- **Exercise**
Rename "Reviewer" to "Annotator" throughout the entries below and reproduce them with no other changes.

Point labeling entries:
+++++
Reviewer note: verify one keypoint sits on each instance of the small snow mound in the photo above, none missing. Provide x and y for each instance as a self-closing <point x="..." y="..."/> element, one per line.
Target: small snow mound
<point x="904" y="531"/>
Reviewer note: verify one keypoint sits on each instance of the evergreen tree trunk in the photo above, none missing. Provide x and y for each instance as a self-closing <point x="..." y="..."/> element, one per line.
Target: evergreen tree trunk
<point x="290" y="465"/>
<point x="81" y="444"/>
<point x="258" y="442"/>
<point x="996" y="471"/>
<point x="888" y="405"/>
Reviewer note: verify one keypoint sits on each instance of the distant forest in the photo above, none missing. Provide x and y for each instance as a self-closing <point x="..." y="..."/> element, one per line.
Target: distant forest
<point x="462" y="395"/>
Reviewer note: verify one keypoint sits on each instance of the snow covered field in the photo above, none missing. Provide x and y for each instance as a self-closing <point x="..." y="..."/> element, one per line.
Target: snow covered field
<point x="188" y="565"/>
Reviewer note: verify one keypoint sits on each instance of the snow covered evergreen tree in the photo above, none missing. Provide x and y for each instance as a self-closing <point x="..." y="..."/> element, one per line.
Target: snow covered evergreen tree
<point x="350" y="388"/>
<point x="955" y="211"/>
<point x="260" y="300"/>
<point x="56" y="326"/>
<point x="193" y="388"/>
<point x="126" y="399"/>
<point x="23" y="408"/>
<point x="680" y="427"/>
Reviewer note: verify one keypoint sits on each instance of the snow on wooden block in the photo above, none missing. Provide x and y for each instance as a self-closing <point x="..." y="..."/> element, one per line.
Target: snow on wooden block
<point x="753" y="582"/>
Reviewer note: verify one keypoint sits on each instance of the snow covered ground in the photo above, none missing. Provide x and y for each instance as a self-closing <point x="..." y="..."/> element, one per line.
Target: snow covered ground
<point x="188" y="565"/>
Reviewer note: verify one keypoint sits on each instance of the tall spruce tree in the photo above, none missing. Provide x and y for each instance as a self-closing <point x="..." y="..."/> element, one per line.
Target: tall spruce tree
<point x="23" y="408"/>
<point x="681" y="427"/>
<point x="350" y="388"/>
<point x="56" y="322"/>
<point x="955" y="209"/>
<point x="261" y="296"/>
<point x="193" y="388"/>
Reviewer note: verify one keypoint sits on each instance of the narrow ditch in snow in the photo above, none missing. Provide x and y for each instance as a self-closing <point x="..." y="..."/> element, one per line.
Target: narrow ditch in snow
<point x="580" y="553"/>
+++++
- **Final answer**
Annotator note: verify one keypoint sits on each instance of the small snow mound in the photo above, none missing. Provide x and y for each instance as a self-closing <point x="..." y="..."/> element, one per line.
Target: small snow mound
<point x="904" y="531"/>
Annotator note: verify one keypoint sits on each instance of the evergreen tree trunk in the photo above, none missing. Provide x and y for each instance as a self-closing <point x="..." y="..."/> element, one per line.
Target: evergreen tree trunk
<point x="290" y="465"/>
<point x="81" y="444"/>
<point x="258" y="442"/>
<point x="996" y="471"/>
<point x="888" y="405"/>
Annotator note: verify one keypoint sits on each instance of the distant forest in the photo above, none missing. Provide x and y for each instance as a self-closing <point x="..." y="..."/> element, one per line.
Target: distant forest
<point x="462" y="395"/>
Annotator note: verify one keypoint sits on each instance of the snow covered field in the photo above, none missing. Provide x and y for each instance as a self-closing <point x="..." y="..."/> element, one per line.
Target: snow covered field
<point x="188" y="565"/>
Annotator note: verify one keypoint sits on each instance of the snow covered evergreen tree in the photo above, none missing. Provide x and y for each instance as a self-closing <point x="..." y="..."/> element, one per line.
Target: snow covered evergreen tree
<point x="350" y="388"/>
<point x="955" y="211"/>
<point x="260" y="300"/>
<point x="56" y="326"/>
<point x="193" y="388"/>
<point x="126" y="399"/>
<point x="23" y="408"/>
<point x="680" y="427"/>
Annotator note: verify one keypoint sits on each instance of the snow on wooden block in the photo above, none missing. Provide x and y for each instance as a self-closing <point x="..." y="..."/> element, one per line.
Target: snow on wooden block
<point x="753" y="582"/>
Annotator note: verify one keypoint sits on each instance of the snow covered ground in the photo above, none missing. Provide x and y for each instance as a self-closing <point x="..." y="..."/> element, one per line.
Target: snow covered ground
<point x="188" y="565"/>
Annotator note: verify one keypoint sits on each instance of the tall spruce tree in the photo above, none missing. Provide x and y for each instance as a self-closing <point x="..." y="..."/> element, one per line.
Target: tall spruce tree
<point x="23" y="408"/>
<point x="681" y="427"/>
<point x="350" y="388"/>
<point x="56" y="322"/>
<point x="955" y="209"/>
<point x="261" y="296"/>
<point x="193" y="388"/>
Annotator note: verify one keypoint sits on each instance of the narrow ditch in snow in the photo above, none missing. Provide x and y for each instance as a self-closing <point x="..." y="..."/> element, one per line.
Target: narrow ditch in snow
<point x="580" y="553"/>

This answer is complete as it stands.